-- Work required --
Please return every line of the data below that contains the word "hair", with case counting.

-- Input for this task --
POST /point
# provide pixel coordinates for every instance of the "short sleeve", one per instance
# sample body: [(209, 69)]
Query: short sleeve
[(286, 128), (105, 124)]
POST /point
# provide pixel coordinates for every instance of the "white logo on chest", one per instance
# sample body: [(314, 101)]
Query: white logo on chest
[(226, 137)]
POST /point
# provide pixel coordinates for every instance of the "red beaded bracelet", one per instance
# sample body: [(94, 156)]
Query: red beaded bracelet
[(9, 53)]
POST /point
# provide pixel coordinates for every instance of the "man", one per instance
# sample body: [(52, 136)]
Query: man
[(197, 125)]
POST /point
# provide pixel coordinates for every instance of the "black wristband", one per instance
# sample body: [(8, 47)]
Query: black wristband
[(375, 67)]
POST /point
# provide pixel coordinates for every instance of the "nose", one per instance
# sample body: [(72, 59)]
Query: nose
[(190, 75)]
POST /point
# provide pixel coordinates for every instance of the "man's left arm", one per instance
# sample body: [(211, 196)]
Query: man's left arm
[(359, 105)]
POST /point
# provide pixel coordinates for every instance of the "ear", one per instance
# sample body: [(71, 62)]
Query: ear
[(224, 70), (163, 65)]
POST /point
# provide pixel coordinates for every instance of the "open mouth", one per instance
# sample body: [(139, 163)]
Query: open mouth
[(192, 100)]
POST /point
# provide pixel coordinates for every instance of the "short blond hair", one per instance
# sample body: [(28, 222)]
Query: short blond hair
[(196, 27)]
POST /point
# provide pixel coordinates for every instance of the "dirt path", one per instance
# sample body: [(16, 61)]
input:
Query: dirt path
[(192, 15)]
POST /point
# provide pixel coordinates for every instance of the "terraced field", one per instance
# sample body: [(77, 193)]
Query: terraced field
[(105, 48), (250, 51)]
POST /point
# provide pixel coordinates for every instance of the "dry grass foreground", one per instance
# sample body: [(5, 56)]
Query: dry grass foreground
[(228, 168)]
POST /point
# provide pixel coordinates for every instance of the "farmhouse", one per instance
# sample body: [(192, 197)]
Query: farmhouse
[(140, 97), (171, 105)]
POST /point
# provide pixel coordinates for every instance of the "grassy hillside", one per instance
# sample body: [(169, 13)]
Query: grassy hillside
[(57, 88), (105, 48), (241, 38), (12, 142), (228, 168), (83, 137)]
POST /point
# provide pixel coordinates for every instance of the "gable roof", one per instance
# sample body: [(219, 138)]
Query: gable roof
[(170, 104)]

-- Finished exercise --
# provide pixel coordinates for every instance of the "short blond hair", one per instance
Query: short blond hair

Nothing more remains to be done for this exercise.